Text segment:
====

There was a lot of activity on August Ames's Twitter the day she died. Her feed was inundated with responses to a remark she posted about refusing to film a scene with a male actor who had previously performed in same-sex porn.

The next morning, Grabowski was found dead in a park near her home in California.

Ronson's podcast about Ames, The Last Days of August, was released on Audible on Jan.4. Here is part of his conversation with As it Happens host Carol Off.

Jon, why did you decide you wanted to look into the death of August Ames?

Initially, the story about August's death was a story about Twitter bullying. August's husband Kevin [Moore] had put out a statement saying that he blamed Twitter bullying for her death.

Because I'd written about online shaming, and spent a year in the porn world for this show I'd made, The Butterfly Effect, it seemed that I was kind of uniquely qualified to tell this story.

So I had an idea for the story, which completely changed — almost immediately — because so many unexpected twists and turns occurred.

On the day that August Ames died, what was Twitter all about?

August had tweeted something that certainly came over badly.

She'd been booked to shoot a sex scene with a company called Erotica X and she didn't recognize the name of her scene partner. And so she looked him up, and saw that he'd done gay work, and said she didn't want to work with him because of the possibility that he may have HIV.

So she tweeted that, and a lot of gay performers were upset. And they told her so in very reasonable terms.

But then, Twitter being Twitter, it became very unreasonable.

====

Listed entries:
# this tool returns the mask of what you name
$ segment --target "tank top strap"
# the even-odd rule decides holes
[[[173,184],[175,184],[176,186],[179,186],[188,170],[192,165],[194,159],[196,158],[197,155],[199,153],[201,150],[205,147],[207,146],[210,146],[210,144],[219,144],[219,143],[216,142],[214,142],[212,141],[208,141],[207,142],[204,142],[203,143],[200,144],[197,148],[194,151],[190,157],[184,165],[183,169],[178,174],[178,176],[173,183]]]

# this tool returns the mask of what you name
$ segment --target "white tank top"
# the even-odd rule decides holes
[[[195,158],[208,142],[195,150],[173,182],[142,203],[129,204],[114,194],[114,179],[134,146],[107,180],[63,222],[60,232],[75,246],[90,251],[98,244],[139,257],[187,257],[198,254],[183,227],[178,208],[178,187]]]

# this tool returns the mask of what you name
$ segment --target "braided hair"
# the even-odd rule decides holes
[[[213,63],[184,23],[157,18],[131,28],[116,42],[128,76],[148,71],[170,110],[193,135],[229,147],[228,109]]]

====

Written problem 1:
Please reproduce word for word the stretch of the August Ames interview from "There was a" through "in same-sex porn.".
Written problem 2:
Write the next part of the interview about August Ames's death, starting right after its final sentence.

Result 1:
There was a lot of activity on August Ames's Twitter the day she died. Her feed was inundated with responses to a remark she posted about refusing to film a scene with a male actor who had previously performed in same-sex porn.

Result 2:
August Ames's husband, Kevin Moore — when you spoke with him — made it very clear to you why his wife had taken her own life, in his view.

He laid particular blame on a famous porn star called Jessica Drake, who had tweeted things about August that day. And he said that one of the last things August said when she left her house to kill herself was, "Jessica Drake hates me."

He had also written a statement, which he was going to release straight after I interviewed him. And in the statement, he was going to name names. It was going to be like throwing a hand grenade into the porn industry: "These are the people who contributed to my wife's death" — the people who had piled in on August on Twitter.

We really do solve the mystery. It's heartbreaking and mysterious. But it's not murder.- Jon Ronson, podcaster 

You went after each of these people considered responsible, according to the husband. One of those people was Jaxton Wheeler, a porn actor. And he wrote what's considered the most horrible of the tweets: "You either apologize, or you take a cyanide pill."

Besides being unrepentant, he tells you something else? What's that?

He said: Nobody wants to say this, because everybody wants to blame me. But my cyanide tweet was written after she died.

She died around 3 a.m. L.A. time, and his tweet was written about three hours later.

And if that's the case, the tweet could not have influenced her decision.

But then there were the other people who piled in on her. So we didn't know. There was still Jessica Drake, who Kevin said on a number of occasions was, to a great extent, responsible.

Writer Jon Ronson during the 2009 Toronto International Film Festival. (Malcolm Taylor/Getty Images)

Jessica Drake — you find her. She agrees to talk to you. And she tells you something that makes you ask more questions. Were you starting to wonder what else is going on here?

Yeah — coded things. She didn't want to say it outright, because people would have felt, with justification, that she was trying to take the blame away from herself.

But at the same time, she wanted me to know that people had been saying things about their relationship. 

Did you start to suspect August's husband Kevin for having a larger responsibility for her death?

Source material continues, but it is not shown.